Go over the lines below, and when one contains the word "green", copy it.

[PROVIDED DATA Boundary: Start]

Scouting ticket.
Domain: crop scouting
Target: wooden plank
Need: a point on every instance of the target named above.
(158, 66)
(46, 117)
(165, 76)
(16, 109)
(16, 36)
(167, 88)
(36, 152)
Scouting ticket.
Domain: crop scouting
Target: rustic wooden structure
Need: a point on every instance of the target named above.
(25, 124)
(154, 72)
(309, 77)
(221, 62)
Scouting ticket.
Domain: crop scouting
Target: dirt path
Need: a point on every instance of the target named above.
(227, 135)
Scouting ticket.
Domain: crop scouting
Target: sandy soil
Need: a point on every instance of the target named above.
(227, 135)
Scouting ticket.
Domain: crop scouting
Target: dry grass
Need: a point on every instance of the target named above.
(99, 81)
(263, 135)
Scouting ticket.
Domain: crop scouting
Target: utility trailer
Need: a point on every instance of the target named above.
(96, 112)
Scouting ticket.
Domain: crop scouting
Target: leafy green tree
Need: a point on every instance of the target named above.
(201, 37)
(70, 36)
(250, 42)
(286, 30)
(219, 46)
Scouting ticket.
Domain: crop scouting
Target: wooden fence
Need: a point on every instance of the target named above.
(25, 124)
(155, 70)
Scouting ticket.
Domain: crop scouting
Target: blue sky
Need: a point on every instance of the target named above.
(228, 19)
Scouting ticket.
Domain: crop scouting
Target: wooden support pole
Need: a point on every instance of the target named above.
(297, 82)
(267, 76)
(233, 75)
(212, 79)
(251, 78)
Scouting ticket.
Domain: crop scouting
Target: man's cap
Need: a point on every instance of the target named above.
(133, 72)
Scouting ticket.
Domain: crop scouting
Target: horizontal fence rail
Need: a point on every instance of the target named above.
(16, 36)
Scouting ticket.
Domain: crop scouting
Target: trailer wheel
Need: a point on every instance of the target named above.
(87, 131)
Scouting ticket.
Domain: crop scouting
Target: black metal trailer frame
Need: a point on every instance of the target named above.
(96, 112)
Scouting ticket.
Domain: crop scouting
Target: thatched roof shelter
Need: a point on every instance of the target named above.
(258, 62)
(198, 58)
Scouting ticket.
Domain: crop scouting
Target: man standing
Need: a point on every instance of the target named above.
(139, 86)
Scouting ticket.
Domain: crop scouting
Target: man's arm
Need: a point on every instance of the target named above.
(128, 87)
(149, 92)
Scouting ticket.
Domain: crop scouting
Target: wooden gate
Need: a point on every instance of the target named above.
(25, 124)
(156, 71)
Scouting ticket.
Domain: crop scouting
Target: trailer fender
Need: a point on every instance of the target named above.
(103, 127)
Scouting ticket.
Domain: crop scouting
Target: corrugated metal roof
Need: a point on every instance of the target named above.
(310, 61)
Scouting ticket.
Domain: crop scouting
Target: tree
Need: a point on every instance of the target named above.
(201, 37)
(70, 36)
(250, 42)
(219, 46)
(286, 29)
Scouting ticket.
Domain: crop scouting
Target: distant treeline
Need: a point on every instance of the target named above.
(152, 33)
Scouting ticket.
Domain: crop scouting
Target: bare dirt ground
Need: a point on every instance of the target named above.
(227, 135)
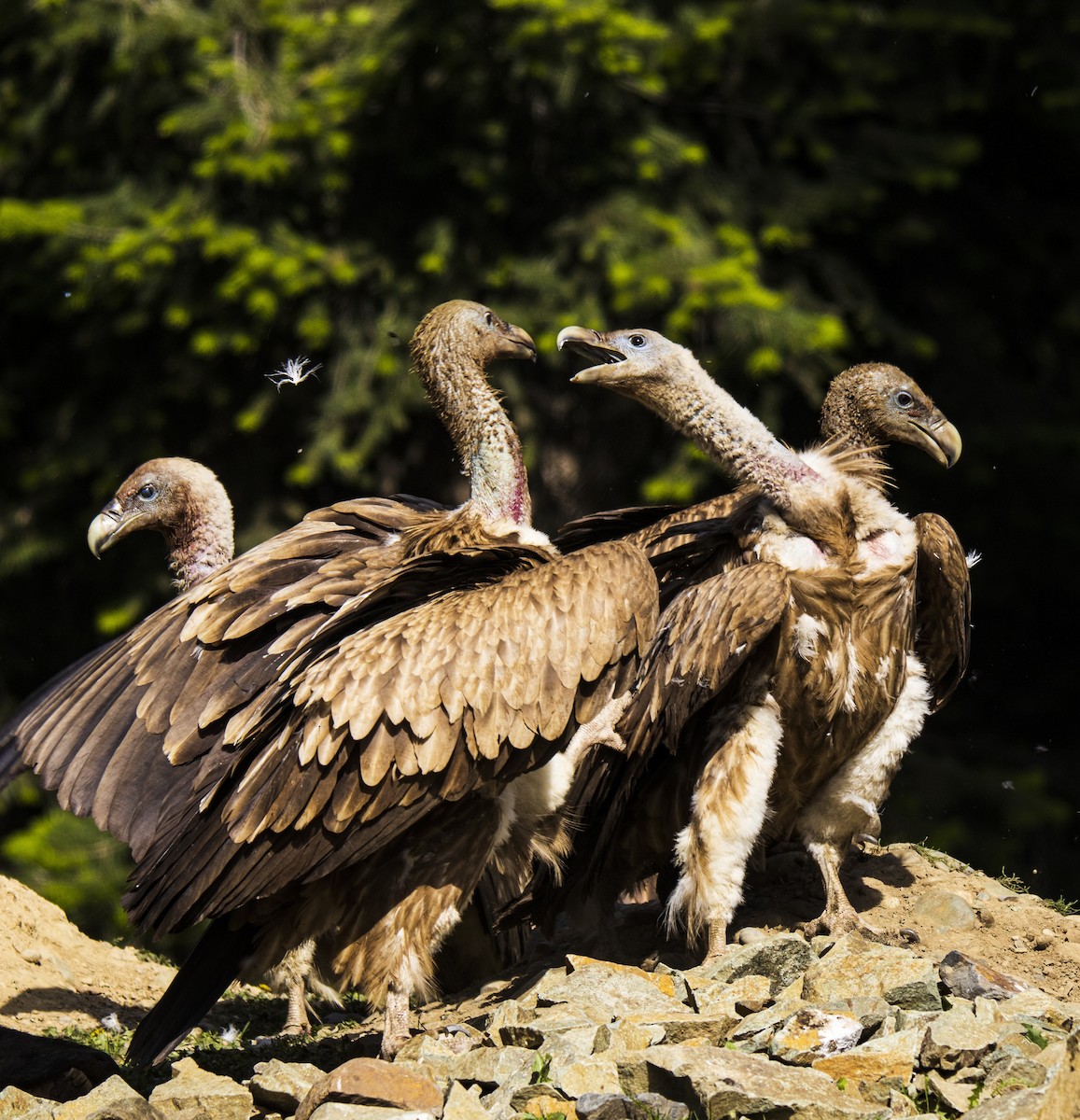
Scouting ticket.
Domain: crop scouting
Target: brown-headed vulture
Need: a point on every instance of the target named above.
(335, 732)
(807, 630)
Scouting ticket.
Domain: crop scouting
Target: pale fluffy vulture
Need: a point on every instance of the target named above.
(809, 627)
(323, 736)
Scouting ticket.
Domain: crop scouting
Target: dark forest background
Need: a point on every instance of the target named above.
(194, 193)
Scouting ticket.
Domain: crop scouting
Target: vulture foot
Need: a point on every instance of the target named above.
(840, 919)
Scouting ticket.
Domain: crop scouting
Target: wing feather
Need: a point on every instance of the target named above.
(944, 606)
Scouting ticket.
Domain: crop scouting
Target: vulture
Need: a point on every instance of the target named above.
(186, 503)
(806, 631)
(336, 732)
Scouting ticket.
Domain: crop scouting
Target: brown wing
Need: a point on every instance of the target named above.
(418, 709)
(944, 606)
(703, 641)
(95, 733)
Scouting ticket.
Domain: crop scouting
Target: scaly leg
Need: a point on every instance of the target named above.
(729, 805)
(847, 805)
(396, 1023)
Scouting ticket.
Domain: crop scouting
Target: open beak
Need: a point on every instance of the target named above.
(589, 344)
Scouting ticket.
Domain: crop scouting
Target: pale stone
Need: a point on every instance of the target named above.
(369, 1081)
(597, 1073)
(281, 1085)
(890, 1057)
(782, 958)
(714, 1082)
(464, 1103)
(856, 967)
(812, 1033)
(956, 1040)
(957, 1095)
(606, 992)
(735, 998)
(17, 1104)
(194, 1087)
(945, 912)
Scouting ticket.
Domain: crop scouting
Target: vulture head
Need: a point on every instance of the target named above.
(462, 328)
(638, 364)
(878, 403)
(179, 498)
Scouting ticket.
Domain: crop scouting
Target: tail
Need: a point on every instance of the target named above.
(213, 964)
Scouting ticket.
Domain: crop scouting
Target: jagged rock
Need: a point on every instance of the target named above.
(681, 1029)
(624, 1035)
(956, 1092)
(714, 1082)
(341, 1110)
(18, 1104)
(597, 1073)
(1024, 1104)
(1034, 1006)
(620, 1107)
(968, 978)
(856, 967)
(370, 1081)
(811, 1033)
(57, 1069)
(945, 911)
(783, 959)
(541, 1101)
(281, 1085)
(1006, 1072)
(733, 998)
(464, 1103)
(871, 1011)
(603, 991)
(191, 1087)
(889, 1058)
(763, 1024)
(488, 1068)
(956, 1040)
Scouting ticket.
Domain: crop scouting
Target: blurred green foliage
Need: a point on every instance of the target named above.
(193, 193)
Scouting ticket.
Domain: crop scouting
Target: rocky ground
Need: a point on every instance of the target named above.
(973, 1008)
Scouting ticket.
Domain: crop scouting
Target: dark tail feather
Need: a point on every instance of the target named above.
(213, 964)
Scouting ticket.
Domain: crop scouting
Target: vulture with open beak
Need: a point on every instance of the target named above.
(854, 624)
(334, 733)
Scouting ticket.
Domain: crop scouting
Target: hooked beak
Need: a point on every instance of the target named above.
(109, 526)
(589, 344)
(940, 440)
(516, 343)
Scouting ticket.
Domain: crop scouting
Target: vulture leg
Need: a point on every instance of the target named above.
(846, 807)
(291, 974)
(728, 810)
(396, 1023)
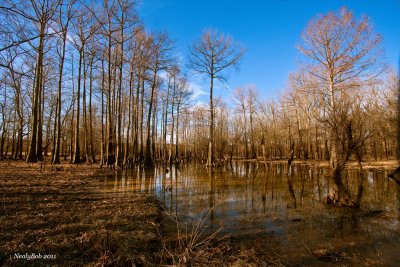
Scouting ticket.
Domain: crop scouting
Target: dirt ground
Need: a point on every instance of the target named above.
(59, 216)
(63, 216)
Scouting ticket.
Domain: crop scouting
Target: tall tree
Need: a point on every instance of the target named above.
(212, 55)
(65, 16)
(343, 53)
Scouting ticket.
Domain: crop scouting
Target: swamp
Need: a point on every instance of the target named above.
(199, 133)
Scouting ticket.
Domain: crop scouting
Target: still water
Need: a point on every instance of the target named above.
(254, 199)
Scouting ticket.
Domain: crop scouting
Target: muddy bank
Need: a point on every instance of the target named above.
(61, 217)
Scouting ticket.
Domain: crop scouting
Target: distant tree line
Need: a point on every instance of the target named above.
(85, 82)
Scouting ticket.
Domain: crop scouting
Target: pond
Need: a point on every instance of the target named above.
(248, 200)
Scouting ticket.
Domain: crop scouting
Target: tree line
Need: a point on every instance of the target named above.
(84, 81)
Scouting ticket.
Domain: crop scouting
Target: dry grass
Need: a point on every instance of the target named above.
(63, 212)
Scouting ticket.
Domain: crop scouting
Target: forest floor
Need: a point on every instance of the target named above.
(64, 216)
(61, 217)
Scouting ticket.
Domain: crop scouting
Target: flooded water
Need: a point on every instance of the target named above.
(249, 200)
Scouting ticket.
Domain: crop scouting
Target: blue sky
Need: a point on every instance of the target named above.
(269, 30)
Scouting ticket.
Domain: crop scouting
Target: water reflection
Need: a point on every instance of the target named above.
(253, 198)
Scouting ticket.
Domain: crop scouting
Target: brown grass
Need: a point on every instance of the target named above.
(64, 212)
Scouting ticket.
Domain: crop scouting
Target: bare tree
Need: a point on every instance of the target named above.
(343, 53)
(212, 55)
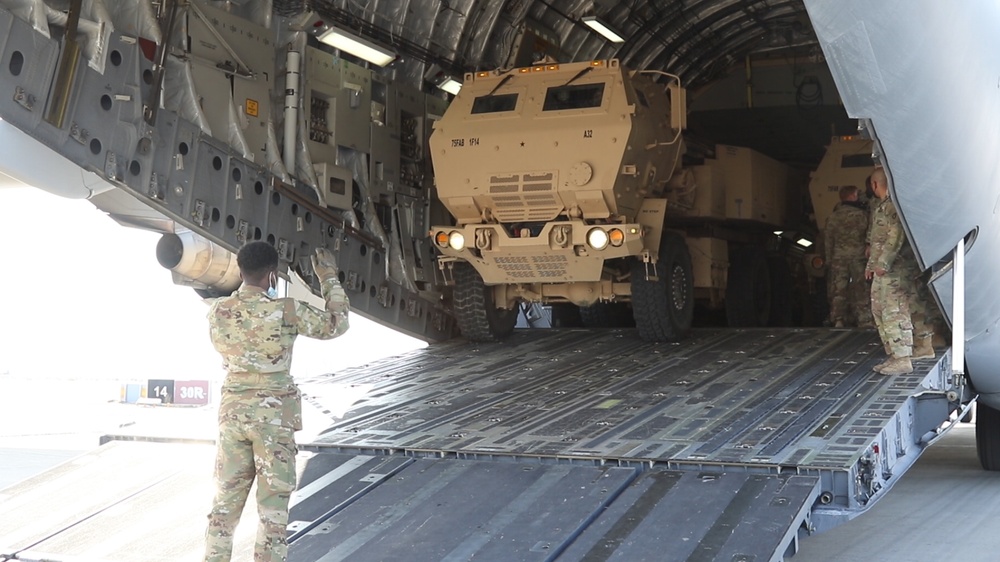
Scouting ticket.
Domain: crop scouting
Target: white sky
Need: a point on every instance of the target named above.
(85, 297)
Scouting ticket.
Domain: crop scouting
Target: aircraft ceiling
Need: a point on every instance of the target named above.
(696, 39)
(699, 40)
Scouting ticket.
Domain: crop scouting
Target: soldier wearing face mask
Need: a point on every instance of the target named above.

[PROVIDED DATA Boundary: End]

> [REPLY TO THE TASK]
Target: leafy green tree
Target: blurred green foliage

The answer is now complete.